[Opening Available data section]

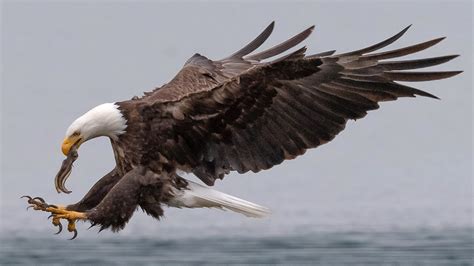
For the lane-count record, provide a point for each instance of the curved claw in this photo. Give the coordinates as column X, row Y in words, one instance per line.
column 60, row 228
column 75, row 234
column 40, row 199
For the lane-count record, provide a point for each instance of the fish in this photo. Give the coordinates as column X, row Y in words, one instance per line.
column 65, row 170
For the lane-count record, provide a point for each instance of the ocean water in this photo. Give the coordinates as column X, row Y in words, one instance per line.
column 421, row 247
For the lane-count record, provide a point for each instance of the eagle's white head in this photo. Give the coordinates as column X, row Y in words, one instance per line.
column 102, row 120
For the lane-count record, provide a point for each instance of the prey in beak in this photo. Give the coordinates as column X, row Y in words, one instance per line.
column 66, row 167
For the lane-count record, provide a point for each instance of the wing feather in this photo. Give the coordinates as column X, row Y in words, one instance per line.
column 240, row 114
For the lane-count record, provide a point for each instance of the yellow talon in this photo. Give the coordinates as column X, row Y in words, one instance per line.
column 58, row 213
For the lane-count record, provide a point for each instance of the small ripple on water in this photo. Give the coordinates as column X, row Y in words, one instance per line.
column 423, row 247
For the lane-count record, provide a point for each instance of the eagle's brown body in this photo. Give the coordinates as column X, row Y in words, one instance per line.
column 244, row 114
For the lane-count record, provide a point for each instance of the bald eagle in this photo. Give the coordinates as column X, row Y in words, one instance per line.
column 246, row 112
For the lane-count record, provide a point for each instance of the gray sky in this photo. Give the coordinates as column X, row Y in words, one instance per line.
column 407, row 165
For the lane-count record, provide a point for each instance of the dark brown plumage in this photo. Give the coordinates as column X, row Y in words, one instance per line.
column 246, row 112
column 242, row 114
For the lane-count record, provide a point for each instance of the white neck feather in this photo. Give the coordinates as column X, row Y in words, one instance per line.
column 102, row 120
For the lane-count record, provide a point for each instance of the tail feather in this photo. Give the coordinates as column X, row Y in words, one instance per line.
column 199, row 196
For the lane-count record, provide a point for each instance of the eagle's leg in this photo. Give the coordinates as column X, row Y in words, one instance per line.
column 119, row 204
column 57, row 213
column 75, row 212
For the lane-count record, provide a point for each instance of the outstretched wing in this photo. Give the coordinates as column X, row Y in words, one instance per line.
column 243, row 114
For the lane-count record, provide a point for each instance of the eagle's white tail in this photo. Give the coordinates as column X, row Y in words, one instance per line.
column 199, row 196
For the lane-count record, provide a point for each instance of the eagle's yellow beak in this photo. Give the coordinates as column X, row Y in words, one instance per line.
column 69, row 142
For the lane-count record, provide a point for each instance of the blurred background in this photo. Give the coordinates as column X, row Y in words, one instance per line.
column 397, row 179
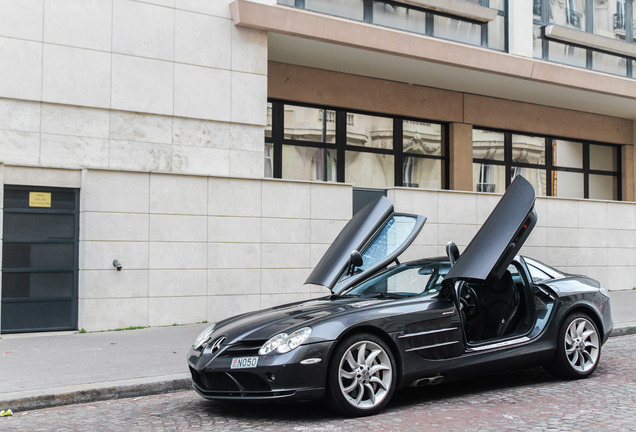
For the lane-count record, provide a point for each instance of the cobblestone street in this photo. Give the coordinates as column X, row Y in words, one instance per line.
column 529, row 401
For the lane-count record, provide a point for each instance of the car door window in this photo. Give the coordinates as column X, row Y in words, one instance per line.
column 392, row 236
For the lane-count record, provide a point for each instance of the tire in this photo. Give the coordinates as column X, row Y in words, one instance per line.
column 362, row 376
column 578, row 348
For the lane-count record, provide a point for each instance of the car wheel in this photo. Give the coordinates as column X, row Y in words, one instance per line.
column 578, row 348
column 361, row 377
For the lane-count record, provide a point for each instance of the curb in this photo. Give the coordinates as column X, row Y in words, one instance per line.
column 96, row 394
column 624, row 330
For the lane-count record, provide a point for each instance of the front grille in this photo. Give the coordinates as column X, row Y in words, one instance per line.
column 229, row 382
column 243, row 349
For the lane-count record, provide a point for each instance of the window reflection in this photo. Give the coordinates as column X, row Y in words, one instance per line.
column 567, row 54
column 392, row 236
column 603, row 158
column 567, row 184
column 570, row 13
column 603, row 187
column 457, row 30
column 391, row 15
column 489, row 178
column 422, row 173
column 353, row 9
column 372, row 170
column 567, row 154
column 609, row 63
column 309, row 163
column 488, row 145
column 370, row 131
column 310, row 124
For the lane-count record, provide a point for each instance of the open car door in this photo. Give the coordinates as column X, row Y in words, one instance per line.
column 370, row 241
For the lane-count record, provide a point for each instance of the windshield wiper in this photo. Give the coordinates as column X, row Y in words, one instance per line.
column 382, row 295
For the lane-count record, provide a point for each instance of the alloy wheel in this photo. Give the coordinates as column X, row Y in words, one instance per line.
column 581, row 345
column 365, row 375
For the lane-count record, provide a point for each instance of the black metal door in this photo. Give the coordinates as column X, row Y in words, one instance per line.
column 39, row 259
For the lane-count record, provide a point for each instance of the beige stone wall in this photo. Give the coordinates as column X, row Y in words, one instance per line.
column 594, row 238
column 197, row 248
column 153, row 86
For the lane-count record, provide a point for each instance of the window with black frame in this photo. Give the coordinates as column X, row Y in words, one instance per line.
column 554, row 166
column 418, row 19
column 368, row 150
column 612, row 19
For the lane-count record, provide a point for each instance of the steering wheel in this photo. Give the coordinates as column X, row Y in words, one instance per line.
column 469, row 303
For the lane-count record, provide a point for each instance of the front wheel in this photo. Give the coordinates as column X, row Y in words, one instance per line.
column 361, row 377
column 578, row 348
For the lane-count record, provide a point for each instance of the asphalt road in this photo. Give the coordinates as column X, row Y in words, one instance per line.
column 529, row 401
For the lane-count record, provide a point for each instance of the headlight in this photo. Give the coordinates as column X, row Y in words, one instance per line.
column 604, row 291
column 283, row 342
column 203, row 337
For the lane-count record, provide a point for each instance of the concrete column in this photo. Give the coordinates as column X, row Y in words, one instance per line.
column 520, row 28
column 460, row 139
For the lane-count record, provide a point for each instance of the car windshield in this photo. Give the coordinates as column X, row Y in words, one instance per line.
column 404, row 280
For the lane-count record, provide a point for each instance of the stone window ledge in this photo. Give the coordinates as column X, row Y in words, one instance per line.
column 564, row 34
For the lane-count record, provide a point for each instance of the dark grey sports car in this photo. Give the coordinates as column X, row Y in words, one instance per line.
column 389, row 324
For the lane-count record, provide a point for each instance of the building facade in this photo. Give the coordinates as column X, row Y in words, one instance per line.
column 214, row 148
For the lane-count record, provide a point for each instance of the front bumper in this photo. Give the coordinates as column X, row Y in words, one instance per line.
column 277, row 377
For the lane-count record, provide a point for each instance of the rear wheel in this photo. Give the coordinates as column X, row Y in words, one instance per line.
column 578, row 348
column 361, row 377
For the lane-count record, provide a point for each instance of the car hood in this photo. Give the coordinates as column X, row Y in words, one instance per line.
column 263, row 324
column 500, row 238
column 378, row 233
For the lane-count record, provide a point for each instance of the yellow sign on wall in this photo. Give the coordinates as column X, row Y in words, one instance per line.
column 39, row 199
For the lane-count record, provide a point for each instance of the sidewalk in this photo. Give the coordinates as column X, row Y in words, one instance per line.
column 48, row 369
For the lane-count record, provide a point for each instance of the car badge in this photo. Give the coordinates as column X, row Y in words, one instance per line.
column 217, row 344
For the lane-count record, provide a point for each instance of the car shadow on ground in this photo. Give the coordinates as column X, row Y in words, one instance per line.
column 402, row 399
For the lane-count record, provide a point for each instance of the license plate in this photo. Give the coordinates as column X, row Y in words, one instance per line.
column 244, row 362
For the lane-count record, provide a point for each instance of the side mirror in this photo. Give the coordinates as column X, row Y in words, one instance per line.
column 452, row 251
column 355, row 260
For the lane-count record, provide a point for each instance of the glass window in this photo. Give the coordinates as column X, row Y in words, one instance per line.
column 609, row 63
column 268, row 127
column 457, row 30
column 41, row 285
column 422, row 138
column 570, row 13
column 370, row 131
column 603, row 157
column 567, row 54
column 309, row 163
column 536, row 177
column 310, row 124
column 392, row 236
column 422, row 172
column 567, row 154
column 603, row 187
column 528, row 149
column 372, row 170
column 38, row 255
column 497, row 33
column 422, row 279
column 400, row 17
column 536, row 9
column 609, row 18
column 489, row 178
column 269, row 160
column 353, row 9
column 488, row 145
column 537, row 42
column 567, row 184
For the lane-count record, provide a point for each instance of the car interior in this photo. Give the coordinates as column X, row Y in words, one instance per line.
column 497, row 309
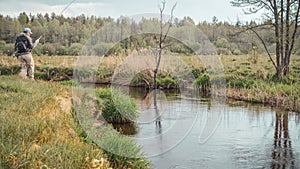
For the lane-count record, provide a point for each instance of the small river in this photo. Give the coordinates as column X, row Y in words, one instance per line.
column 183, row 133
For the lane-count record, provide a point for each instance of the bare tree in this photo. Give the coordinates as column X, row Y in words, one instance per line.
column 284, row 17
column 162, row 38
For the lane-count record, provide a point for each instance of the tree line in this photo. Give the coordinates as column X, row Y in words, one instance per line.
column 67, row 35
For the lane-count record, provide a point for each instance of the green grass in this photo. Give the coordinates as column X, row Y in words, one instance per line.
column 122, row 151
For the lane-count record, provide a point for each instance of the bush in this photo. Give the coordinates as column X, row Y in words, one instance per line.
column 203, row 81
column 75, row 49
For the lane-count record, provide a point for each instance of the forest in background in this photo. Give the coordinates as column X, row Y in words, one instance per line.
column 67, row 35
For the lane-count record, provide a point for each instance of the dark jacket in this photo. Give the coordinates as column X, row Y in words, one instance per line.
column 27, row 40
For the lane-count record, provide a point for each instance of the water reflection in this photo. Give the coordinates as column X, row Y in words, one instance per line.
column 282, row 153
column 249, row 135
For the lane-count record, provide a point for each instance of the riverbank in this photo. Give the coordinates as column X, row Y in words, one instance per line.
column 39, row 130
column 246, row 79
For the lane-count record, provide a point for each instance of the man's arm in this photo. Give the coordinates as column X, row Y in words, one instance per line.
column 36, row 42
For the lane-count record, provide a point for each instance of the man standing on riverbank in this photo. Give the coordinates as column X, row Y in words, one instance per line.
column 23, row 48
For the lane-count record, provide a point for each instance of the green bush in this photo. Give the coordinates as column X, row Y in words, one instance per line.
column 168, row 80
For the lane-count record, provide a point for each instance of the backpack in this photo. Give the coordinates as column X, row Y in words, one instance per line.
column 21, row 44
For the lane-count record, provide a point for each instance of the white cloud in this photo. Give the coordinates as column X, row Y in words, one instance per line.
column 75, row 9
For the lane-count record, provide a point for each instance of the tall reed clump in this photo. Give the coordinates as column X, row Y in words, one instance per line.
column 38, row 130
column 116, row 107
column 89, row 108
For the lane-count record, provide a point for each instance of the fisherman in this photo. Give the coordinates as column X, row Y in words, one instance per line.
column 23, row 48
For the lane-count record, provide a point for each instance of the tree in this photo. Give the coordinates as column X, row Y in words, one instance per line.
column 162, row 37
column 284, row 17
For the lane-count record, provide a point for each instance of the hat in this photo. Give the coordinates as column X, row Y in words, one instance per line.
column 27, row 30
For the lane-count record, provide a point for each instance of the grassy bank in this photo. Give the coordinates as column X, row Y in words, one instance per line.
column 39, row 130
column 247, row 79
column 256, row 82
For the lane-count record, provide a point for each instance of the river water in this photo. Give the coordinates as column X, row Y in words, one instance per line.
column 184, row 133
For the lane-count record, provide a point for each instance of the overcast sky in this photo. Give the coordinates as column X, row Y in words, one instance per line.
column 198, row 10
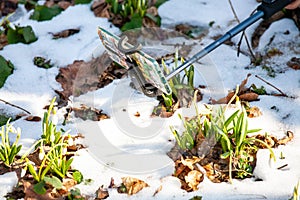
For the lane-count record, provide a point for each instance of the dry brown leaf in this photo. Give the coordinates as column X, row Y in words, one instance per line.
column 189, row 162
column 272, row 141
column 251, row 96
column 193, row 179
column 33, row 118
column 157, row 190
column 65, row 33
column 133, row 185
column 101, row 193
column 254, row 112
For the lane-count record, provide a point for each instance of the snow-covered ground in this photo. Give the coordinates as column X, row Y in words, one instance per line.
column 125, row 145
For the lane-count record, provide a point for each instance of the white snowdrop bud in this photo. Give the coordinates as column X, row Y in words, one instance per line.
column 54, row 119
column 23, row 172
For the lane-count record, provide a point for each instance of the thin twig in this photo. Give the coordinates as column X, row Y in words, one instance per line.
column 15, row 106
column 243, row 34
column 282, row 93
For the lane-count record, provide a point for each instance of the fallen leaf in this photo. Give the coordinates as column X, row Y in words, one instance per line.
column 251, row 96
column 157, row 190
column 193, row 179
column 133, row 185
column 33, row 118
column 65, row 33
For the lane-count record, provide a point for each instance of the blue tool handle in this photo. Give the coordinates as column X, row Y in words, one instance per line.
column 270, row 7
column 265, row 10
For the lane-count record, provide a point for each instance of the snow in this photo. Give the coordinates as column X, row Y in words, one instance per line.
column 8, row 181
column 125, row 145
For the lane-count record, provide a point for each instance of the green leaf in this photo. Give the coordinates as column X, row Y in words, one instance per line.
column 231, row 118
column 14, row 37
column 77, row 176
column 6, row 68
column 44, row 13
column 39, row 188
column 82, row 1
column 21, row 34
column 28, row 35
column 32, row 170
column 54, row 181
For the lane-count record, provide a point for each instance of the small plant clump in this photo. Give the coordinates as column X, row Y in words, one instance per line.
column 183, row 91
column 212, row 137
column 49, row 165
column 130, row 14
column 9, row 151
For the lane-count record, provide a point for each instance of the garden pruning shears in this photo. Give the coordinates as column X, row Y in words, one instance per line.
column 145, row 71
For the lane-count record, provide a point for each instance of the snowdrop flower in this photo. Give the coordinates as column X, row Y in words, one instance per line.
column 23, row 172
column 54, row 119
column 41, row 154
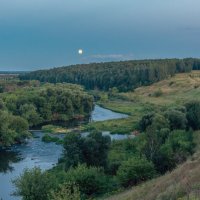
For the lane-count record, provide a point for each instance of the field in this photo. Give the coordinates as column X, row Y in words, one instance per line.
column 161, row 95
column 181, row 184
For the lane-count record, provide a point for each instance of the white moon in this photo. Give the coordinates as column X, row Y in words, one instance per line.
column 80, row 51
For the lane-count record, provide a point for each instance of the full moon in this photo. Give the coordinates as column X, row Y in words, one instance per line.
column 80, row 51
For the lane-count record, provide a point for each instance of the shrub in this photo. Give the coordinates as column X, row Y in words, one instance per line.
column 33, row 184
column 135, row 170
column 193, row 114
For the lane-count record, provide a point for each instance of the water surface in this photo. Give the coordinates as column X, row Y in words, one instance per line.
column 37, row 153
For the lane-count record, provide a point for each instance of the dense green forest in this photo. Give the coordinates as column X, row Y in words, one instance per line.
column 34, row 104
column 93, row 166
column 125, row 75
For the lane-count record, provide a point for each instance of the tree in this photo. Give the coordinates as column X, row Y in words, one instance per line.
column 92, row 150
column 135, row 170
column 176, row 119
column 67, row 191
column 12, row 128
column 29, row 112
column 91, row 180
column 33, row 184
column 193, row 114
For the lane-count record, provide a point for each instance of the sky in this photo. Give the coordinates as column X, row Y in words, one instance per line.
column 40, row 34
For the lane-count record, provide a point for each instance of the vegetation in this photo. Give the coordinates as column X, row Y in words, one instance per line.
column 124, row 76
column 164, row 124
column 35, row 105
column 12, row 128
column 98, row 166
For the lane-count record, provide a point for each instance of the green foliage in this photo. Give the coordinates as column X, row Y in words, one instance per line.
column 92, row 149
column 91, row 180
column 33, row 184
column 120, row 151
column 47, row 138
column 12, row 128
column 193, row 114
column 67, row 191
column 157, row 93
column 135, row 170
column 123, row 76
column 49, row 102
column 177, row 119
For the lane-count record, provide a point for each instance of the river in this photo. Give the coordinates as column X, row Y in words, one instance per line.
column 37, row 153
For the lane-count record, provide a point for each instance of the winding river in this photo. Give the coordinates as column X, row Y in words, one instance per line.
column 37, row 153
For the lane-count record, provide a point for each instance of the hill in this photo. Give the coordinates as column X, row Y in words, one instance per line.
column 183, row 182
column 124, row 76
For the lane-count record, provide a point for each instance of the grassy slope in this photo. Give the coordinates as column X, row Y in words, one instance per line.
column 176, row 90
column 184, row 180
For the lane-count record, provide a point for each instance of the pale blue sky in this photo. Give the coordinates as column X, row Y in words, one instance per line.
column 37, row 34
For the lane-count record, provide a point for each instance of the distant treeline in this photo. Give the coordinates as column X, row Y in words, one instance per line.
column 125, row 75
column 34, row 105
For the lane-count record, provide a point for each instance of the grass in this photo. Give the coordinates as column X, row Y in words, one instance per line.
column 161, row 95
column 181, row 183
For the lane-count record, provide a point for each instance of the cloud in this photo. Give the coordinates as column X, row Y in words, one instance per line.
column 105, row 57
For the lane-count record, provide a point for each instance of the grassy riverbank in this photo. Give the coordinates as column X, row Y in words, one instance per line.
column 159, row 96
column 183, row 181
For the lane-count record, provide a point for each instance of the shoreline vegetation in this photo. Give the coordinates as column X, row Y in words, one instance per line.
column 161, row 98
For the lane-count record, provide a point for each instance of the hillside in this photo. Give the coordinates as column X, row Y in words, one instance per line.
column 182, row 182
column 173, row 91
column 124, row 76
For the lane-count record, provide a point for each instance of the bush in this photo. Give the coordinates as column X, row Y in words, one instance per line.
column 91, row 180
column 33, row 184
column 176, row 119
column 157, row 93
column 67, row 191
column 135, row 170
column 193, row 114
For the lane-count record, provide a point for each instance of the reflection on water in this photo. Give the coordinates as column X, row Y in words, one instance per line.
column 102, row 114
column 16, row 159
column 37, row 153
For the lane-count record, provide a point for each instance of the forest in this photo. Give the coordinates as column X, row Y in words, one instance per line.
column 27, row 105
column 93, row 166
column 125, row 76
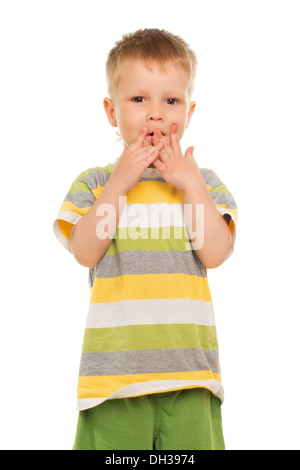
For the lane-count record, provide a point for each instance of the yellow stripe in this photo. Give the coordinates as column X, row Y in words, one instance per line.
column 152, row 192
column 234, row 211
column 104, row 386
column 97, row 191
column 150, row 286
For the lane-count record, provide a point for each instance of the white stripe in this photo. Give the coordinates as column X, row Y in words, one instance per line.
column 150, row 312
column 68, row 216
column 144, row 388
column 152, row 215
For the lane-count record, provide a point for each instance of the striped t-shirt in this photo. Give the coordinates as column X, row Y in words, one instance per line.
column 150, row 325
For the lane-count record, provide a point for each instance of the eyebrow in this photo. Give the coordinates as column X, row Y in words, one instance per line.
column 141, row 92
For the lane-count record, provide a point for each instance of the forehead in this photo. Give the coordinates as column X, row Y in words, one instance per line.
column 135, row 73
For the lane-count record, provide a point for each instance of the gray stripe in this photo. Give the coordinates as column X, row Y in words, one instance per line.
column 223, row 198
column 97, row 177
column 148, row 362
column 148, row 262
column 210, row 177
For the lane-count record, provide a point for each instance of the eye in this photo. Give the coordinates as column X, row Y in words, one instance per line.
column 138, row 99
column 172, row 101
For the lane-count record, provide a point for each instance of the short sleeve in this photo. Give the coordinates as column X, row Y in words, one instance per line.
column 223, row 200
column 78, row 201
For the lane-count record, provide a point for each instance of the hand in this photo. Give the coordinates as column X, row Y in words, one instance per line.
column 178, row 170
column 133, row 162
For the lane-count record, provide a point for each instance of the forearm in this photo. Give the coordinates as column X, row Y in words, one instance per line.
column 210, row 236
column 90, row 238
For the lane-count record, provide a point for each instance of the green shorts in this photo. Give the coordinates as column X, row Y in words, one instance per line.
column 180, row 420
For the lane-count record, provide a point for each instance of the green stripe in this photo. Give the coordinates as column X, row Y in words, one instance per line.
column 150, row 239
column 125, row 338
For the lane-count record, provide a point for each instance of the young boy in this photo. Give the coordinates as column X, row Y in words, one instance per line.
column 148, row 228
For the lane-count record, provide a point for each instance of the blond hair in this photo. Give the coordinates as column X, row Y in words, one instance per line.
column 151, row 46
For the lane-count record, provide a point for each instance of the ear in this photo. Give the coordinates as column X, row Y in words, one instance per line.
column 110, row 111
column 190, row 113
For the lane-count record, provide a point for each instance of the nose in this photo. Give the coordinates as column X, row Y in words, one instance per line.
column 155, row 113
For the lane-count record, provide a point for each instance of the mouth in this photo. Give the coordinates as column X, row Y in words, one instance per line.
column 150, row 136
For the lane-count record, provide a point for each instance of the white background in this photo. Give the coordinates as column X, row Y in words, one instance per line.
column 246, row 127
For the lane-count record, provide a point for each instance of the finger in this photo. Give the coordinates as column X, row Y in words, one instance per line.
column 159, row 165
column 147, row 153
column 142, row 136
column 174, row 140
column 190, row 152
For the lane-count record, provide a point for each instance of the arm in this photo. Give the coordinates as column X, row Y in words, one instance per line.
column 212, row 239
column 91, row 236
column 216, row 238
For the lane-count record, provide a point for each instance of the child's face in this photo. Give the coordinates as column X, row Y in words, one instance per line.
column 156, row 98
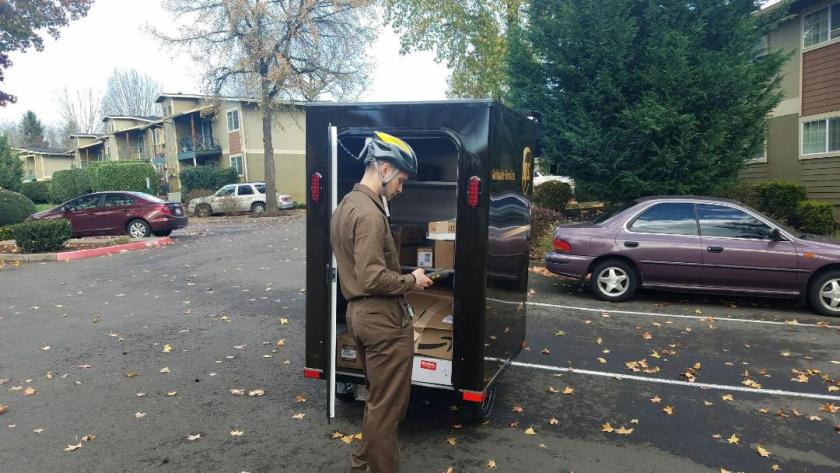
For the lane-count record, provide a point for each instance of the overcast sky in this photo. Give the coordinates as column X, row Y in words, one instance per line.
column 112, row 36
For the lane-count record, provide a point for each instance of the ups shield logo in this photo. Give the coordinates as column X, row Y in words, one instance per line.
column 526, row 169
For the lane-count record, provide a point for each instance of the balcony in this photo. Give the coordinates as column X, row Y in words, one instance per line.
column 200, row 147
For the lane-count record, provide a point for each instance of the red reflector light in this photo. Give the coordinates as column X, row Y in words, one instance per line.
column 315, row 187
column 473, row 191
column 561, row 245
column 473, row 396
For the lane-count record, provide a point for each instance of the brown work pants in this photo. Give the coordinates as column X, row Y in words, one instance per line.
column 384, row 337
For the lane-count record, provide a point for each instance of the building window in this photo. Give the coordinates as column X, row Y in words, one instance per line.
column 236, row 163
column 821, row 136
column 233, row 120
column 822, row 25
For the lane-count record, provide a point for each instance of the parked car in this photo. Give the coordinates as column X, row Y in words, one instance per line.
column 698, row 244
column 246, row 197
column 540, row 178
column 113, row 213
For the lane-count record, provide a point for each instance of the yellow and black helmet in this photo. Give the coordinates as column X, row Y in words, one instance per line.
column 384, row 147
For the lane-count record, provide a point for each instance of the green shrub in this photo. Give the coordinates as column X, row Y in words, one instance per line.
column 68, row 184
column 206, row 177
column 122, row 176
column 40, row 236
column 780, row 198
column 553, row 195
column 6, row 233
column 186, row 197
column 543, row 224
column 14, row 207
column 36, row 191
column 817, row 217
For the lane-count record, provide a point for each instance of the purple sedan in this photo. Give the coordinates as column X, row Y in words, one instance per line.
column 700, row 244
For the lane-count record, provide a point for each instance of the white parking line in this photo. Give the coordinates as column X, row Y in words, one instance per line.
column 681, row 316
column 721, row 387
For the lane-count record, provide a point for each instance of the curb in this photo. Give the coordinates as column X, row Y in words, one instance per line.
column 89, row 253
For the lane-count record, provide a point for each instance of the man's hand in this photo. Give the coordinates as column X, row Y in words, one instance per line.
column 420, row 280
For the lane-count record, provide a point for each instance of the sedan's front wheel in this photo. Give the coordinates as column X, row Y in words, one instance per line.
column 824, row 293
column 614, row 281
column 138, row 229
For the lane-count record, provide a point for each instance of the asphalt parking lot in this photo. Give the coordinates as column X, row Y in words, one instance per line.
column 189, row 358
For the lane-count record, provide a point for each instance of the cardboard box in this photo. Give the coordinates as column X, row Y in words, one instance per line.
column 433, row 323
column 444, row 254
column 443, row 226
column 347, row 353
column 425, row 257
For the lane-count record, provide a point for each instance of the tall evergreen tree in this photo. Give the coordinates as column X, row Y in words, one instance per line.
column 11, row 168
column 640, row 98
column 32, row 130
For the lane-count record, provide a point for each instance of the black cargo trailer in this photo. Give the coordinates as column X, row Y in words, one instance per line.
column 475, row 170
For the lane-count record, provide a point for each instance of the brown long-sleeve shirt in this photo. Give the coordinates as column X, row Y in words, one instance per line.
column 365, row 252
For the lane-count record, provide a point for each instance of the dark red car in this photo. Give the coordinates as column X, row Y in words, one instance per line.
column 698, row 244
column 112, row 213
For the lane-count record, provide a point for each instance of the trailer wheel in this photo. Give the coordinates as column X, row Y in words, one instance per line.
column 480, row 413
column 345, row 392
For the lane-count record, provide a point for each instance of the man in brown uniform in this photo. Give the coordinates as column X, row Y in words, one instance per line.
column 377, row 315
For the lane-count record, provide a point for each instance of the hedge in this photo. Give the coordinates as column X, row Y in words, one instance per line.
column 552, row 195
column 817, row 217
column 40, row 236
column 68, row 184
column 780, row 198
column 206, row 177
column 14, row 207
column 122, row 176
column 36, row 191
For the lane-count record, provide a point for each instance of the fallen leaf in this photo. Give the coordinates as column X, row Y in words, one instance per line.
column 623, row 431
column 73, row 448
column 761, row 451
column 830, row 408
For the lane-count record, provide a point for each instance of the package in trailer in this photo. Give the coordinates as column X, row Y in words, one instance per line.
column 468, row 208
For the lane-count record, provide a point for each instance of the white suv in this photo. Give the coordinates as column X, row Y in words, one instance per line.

[Closing Available data section]

*Work to be completed*:
Beginning with the line that contains "of the package", return every line through the end of the data above, exactly as written.

*Answer space*:
For the lane-count record, provide a point for each instance of the package in trailer in this photo. Give the coordinates as column X, row Y in words, one instance per line.
column 468, row 208
For the lane-count record, provide a point for each instance of the white suv in this photo. Give the coordinates as column X, row Y in words, one instance per line.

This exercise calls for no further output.